> [Required task A] Copy the part of the kennel name thread between "Thanks lou lou..." and "stressful isn't it!!!", inclusive, word for word.

# Kennel name



## Chandoll (May 31, 2010)

Hi all... Well after alot of discussion and considration my husband and I gave decided we are going to breed!! We have experience with breeding our Persians so have some breeding experience!! We have the breeders we got lola from only a 30 min drive away and a phone call away!! The show ring will be our first priority tho!! Anyway we will be applying for our kennel name with the kennel club soon but we just have no idea what to have we want something unique but just have no idea we didn't struggle at all with our prefix for the cats!! Any suggestions or ideas would b great!!


----------



## sugarbaby (Dec 21, 2009)

congrates  maybe join you own names with your first chis some how ????


----------



## TripleAChihuahuas (Apr 8, 2010)

I have a website for my chis and had to come up with something so I did this
All 3 of my kids(human) start with the letter A = Triple A + Chihuahuas 
"Triple A Chihuahuas"


----------



## MakNLFi (Jun 8, 2010)

Maybe you could come up with a name like how Johnny Depp did for the name of his yacht - The Vajoliroja. He came up with that name by combining the first two letters of each of his family members. VA for Vanessa, JO for Johnny, LIRO for his daugher Lily-Rose, and JA for his son Jack. Maybe you could do something similar with your names and your Chi's names.


----------



## Chandoll (May 31, 2010)

The only name we have come up with so far is "Amarantha".... We tried the combining all our initials but it didn't really make ant sence lol....


----------



## TripleAChihuahuas (Apr 8, 2010)

how about your last name? a lot of the big breeders/show/kennel here use their last name. city you live in maybe?


----------



## Lou_lou (Jul 23, 2009)

im still trying to come up with mine, i have 3 so far looking for a list of about 10 because they usually accept the 5th or 6th choice! you cant use your 2nd name and you cant have the word chihuahua (or any other breed in full) in the name and common place names can not be used.
type the kennel name you are thinking of in the affix box and just put in anything random in the name box and it will check to see if the name is already in use. its been very helpful for me http://www.the-kennel-club.org.uk/services/public/registrations/namecheck/Default.aspx?id=6150 
xxx


----------



## Chandoll (May 31, 2010)

Thanks lou lou... Glad I'm not the only one that's having a hard time coming up with a kennel name!!! so do they not let you have your first choice how many names do you have to put down for them? I got my first choice from the gccf for my cats prefix!! Gosh it's so stressful isn't it!!!


----------



## Lou_lou (Jul 23, 2009)

well they dont let you have a name if it looks or sounds like someone else's, and then they will publish it in the kennel gazette and if no one objects then you will get it. i think on the form you get 5 choices and you put them in your order of preference. so it all depends what your choices are as to what they grant you best to have a lot to choose from.

> [Required task B] Repeat, word for word, the lines of the records from the line that contains "Please identify the weathered" through the end of the records, inclusive.

> [Data lines]
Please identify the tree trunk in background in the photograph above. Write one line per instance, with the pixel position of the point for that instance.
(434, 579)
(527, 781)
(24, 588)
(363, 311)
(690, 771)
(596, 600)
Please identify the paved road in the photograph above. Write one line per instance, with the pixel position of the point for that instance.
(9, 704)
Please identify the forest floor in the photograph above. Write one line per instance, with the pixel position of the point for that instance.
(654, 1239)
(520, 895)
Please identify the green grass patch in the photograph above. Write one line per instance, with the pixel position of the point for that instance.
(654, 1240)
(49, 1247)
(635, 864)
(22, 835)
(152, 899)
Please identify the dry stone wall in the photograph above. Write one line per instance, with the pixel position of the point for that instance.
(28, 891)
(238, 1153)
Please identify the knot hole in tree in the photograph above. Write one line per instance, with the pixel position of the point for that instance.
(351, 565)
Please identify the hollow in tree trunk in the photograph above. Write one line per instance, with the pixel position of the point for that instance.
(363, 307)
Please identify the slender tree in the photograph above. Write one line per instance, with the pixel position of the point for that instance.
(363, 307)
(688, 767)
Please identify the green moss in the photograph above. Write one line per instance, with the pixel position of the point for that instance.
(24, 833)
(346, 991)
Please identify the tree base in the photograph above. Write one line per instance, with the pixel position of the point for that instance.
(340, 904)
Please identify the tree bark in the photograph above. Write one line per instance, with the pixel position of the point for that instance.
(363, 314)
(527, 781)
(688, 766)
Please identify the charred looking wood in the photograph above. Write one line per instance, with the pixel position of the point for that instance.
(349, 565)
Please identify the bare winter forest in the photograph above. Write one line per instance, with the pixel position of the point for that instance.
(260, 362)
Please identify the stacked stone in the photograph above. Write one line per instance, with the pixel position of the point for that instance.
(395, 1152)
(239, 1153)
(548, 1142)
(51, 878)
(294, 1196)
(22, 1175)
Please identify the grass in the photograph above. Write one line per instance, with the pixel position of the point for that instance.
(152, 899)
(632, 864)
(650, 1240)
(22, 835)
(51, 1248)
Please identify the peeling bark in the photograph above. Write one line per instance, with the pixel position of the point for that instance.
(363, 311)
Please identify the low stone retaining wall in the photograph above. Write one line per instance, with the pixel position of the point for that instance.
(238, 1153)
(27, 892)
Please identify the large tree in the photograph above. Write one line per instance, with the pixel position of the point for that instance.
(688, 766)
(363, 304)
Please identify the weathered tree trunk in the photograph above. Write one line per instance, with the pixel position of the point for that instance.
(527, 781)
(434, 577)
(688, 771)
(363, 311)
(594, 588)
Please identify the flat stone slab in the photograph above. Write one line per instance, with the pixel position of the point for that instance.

> [Answer A]
Thanks lou lou... Glad I'm not the only one that's having a hard time coming up with a kennel name!!! so do they not let you have your first choice how many names do you have to put down for them? I got my first choice from the gccf for my cats prefix!! Gosh it's so stressful isn't it!!!

> [Answer B]
Please identify the weathered tree trunk in the photograph above. Write one line per instance, with the pixel position of the point for that instance.
(527, 781)
(434, 577)
(688, 771)
(363, 311)
(594, 588)
Please identify the flat stone slab in the photograph above. Write one line per instance, with the pixel position of the point for that instance.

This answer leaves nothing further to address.